[Region pointing data]
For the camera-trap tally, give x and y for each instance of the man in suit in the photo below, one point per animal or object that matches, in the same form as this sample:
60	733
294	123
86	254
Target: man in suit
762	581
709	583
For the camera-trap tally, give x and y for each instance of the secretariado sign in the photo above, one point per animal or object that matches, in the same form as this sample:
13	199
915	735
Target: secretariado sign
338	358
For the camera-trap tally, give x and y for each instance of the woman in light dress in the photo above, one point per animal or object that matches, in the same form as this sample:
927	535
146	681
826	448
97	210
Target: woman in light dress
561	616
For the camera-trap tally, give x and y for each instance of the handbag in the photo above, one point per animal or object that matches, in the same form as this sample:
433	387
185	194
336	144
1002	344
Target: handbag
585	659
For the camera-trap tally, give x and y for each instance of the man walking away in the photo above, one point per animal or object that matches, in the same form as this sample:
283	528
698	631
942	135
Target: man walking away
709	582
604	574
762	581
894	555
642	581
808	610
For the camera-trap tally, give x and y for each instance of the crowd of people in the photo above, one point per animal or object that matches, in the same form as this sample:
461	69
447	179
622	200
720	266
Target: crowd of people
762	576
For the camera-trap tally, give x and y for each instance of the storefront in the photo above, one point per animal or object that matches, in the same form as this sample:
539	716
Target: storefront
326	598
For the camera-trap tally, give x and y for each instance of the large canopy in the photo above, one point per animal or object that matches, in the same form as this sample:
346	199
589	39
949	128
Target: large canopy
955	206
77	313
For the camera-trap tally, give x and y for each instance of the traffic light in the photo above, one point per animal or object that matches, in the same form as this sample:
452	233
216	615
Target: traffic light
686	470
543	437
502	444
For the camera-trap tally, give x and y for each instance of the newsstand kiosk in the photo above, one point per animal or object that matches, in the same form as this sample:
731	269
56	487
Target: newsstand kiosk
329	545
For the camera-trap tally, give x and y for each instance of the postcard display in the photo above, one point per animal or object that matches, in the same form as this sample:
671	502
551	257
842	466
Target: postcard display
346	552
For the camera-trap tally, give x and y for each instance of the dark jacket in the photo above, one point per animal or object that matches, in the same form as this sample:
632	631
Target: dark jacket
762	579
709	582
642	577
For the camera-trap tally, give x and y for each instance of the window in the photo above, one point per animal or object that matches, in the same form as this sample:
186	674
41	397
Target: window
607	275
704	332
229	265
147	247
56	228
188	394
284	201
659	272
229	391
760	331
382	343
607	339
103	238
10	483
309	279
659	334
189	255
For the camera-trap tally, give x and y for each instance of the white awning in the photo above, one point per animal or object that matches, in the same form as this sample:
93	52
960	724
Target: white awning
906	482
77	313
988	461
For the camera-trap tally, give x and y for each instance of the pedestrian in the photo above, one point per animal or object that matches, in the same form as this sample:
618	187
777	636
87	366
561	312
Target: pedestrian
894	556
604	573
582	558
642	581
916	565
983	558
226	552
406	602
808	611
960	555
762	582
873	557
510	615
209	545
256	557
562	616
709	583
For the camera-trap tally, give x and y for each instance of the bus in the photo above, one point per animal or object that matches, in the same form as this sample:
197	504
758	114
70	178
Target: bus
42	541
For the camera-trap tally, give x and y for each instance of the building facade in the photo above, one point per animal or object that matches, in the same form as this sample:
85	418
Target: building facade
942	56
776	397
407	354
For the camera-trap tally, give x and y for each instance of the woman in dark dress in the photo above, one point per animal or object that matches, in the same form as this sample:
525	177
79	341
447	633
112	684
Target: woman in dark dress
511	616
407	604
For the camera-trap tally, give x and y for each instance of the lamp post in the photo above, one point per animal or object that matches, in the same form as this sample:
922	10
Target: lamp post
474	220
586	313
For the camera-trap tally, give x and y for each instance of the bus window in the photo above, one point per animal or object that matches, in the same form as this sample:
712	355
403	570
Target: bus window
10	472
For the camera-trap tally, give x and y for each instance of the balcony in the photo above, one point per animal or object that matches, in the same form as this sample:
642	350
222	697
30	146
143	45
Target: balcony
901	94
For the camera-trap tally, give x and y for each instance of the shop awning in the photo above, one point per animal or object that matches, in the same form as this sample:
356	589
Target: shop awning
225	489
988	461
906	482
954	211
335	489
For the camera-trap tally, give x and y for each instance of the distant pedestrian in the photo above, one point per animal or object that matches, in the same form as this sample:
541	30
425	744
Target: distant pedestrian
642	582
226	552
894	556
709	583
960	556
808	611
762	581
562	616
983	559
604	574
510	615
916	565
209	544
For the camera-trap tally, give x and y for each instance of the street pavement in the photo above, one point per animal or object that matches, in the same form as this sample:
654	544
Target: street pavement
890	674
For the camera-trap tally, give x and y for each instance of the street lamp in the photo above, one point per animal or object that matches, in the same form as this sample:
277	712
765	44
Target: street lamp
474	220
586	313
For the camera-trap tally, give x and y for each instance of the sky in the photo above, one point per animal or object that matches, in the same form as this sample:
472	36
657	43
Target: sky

> _Problem to solve_: Every record, start to finish: reproduce it word for word.

> _Your solution_:
For the camera-trap tally, give x and y for each instance of the man in suit in the photo below, one point per animal or object that matches, in the same form as this sample:
60	733
294	123
86	254
Target: man in suit
762	581
709	583
For the camera-trap tally, give x and y for each instance of the secretariado sign in the photo above, one point per animal or object that matches, in the same form as this sample:
13	199
915	735
Target: secretariado sign
338	358
For the camera-trap tally, give x and y for each instance of the woman in light dress in the photo above, one point per animal or object that matches, in the same form as this sample:
927	535
146	681
826	448
97	210
Target: woman in light dress
561	616
For the camera-trap tally, give x and y for each instance of the handbag in the photo above, one point per animal or object that matches, in the same form as this sample:
433	387
185	194
336	144
1002	344
Target: handbag
585	659
For the camera-trap tally, give x and y for each instance of the man walking away in the photo above, one point per animal or object that matches, in the same form as this sample:
283	528
698	631
942	135
Target: man walking away
709	582
604	574
762	581
894	555
642	581
808	610
For the camera-trap tally, give x and y for each instance of the crowd of people in the photo above, one point per animal or object that matches, in the same form as this sample:
461	69
447	179
622	200
720	266
Target: crowd of people
762	576
For the camera-trap tally, give x and y for each instance of the storefront in the photo above, one point per animal or object that matches, in the same form as this sample:
539	716
Target: storefront
326	598
For the camera-trap tally, give x and y for each instance of the large canopy in the photo above, one point per animal or object that matches, in the same form as this sample:
346	199
589	39
949	128
Target: large canopy
955	206
77	313
For the camera-trap tally, give x and y for each instance of the traffic light in the photo above, one point per animal or object that matches, in the same form as this sample:
452	233
216	615
Target: traffic light
686	470
543	437
502	444
For the camera-trap tally, give x and y for each instance of the newsstand kiosk in the photo above, one point per animal or object that matches, in the same form as this sample:
731	269
56	487
Target: newsstand kiosk
329	545
For the camera-trap tally, give x and y for each instance of the postcard display in the photo above, one point per animal or object that matches, in the same form as this sample:
671	502
551	257
842	466
Target: postcard display
346	552
For the camera-trap tally, give x and y for each instance of the dark jacket in the photo above, one point per animal or object that matches, in the same form as this sample:
632	631
Target: dark jacket
762	579
709	582
642	577
For the camera-trap tally, give x and y for each instance of the window in the photo above, one point per animal or object that matches, in the same form as this sample:
186	674
41	397
Target: window
607	275
704	332
229	265
147	247
56	228
188	394
284	201
659	272
229	391
760	331
382	343
607	339
103	238
10	483
309	279
659	334
189	255
For the camera-trap tally, give x and y for each instance of the white awning in the photo above, one point per animal or object that matches, in the same form as this sample:
93	52
960	724
Target: white awning
906	482
77	313
988	461
For the camera-trap tally, give x and y for each instance of the pedestrian in the photo above, one point per animal or object that matches, in the same form as this sample:
618	187
777	636
87	366
561	312
Target: pedestrian
894	556
604	573
582	558
642	581
916	565
983	558
226	552
406	602
808	611
960	555
762	582
873	557
510	615
209	545
256	557
562	616
709	583
For the camera-trap tally, give x and y for each instance of the bus in the photo above, one point per animal or object that matches, in the same form as this sample:
197	504
758	114
70	178
Target: bus
42	541
For the camera-trap tally, give x and y for each instance of the building facade in the photo above, one point per animal or object that matches, in the same form as this sample:
85	418
Target: building facade
942	56
776	397
407	354
For the camera-trap tally, give x and y for each instance of the woman in dark dress in the photo above, one point per animal or object that matches, in the same form as this sample:
525	177
79	341
447	633
112	684
Target: woman in dark dress
511	616
407	604
For the camera-trap tally, give x and y for each instance of the lamp post in the photo above, one point per animal or object that matches, in the same form as this sample:
922	10
Target: lamp post
474	220
586	313
For the camera-trap tally, give x and y for each instance of the bus window in the photo above, one point per animal or object that matches, in the same form as this sample:
712	355
403	570
Target: bus window
10	472
For the camera-trap tally, give x and y for each instance of the balcony in the photo above, one point per animal or object that matches, in the same form as this sample:
642	350
222	697
30	146
143	45
Target: balcony
901	94
For the camera-trap tally, give x and y for each instance of the shop awning in the photo above, one point per animal or object that matches, in the same form as this sample:
356	589
Target: shop awning
225	489
988	461
906	482
954	211
335	489
For the camera-trap tally, give x and y for each instance of the distant pedestrian in the photo above, one point per animal or object that matches, in the same form as this sample:
541	30
425	744
Target: distant pedestrian
642	582
226	552
894	556
709	583
960	556
808	611
762	581
562	616
983	559
604	574
510	615
916	565
209	544
For the camera-trap tally, give x and y for each instance of the street pavement in the photo above, one point per animal or object that matches, in the same form as this sample:
654	544
Target: street pavement
890	674
For the camera-trap tally, give x and y for each instance of the street lamp in the photo above, one point per animal or object that matches, in the same form as this sample:
277	712
765	44
Target: street lamp
474	220
586	313
For the camera-trap tally, give x and y for each instance of the sky in the photo above, one point per animal or object that matches, in the same form as this sample:
472	36
657	43
Target: sky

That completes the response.